__Given passage__.
»»

Written by Jeff Drake
11 · 25 · 18

I have been pondering our recent experiences in Japan to try and put my finger on exactly what bothered me about our Japan trip. Generally, we had a good trip, but it didn’t really live up to our expectations and left us feeling that our next trip will be on our own once again. I don’t think it’s any one thing as there are potentially multiple factors contributing to the feeling that there was something “off” about this trip.

On the surface, I can tick off several issues, not in any order, which I will explain below:

  • No local tour guides. I believe I have touched upon this issue in a previous post, so I won’t beat it to death. Essentially it boils down to unexpectedly finding ourselves left to our own devices to explore most of the sights we visited. If we had done this trip on our own, we would have been better educated about our planned itinerary, because that’s what we try to do before we leave on a solo trip. With OAT, we were lax about this because we had become used to having local guides who were experts in the various areas we were seeing, someone we could pepper with questions, so we were left somewhat flat-footed when we found ourselves suddenly let loose to “have a look” at the garden, park, shrine, town, etc. We were so used to having local guides previously that it helped dampen our trip experience. Again, I want to emphasize that our guide, Hiroshi, did an excellent job as a “country guide” i.e., getting us to our different destinations safely and in one piece, answering as many questions as he could, providing us with information about our daily activities, etc. It is unfair to expect him to also be an expert in every town, garden and/or shrine in Japan.

««

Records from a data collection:
»»

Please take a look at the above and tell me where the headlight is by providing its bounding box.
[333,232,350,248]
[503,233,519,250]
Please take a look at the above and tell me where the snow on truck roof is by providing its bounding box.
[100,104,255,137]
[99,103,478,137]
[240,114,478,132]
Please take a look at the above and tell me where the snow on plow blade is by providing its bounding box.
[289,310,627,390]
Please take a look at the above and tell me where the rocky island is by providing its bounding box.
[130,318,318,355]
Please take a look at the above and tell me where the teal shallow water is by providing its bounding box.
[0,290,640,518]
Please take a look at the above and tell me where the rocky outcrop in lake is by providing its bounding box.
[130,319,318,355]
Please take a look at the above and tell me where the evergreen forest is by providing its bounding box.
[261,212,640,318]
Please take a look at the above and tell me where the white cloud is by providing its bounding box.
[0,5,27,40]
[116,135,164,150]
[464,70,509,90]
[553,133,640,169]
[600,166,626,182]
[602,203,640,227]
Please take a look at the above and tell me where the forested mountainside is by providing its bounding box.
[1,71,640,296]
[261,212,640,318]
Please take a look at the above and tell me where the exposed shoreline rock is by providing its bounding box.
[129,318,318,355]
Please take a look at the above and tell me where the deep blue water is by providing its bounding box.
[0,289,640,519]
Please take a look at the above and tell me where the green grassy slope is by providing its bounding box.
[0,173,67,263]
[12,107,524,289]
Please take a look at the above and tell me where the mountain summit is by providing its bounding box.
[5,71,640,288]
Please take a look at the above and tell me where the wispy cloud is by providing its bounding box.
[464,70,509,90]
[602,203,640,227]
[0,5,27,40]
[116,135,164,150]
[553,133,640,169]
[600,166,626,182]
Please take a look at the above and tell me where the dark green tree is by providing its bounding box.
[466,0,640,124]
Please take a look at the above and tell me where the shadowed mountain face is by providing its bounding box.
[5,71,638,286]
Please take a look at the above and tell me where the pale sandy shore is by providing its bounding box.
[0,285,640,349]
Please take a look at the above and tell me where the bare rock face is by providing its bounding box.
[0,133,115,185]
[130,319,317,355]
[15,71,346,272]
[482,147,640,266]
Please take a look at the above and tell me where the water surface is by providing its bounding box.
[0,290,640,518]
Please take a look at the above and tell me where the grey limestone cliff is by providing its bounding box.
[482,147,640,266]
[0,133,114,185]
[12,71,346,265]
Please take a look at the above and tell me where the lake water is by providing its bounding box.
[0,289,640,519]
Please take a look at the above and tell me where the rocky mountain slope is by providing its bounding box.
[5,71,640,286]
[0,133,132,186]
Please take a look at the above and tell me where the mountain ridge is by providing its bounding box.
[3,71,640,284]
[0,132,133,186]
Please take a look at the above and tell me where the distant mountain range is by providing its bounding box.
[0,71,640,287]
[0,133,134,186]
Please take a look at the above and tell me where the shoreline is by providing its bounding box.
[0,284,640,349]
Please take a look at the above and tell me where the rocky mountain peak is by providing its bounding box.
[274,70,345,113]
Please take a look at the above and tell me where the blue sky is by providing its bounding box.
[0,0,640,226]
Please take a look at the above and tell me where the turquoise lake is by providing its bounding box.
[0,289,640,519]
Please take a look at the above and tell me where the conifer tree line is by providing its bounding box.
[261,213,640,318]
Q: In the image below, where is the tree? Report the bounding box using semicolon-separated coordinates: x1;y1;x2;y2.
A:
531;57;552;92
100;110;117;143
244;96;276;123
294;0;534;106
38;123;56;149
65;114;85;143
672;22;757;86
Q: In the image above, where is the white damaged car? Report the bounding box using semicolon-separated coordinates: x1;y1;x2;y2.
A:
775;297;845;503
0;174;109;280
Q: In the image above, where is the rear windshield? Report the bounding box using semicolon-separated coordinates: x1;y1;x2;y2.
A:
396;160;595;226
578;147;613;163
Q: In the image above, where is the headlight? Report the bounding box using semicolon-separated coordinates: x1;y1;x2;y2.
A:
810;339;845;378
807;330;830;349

««

__What you should do__.
Answer these questions about the Japan trip post:
1. According to the post, how do the travelers expect to take their next trip?
2. What was the name of their guide?
3. In what role does the writer say that guide did an excellent job?

__Exercise output__.
1. On their own.
2. Hiroshi.
3. As a "country guide."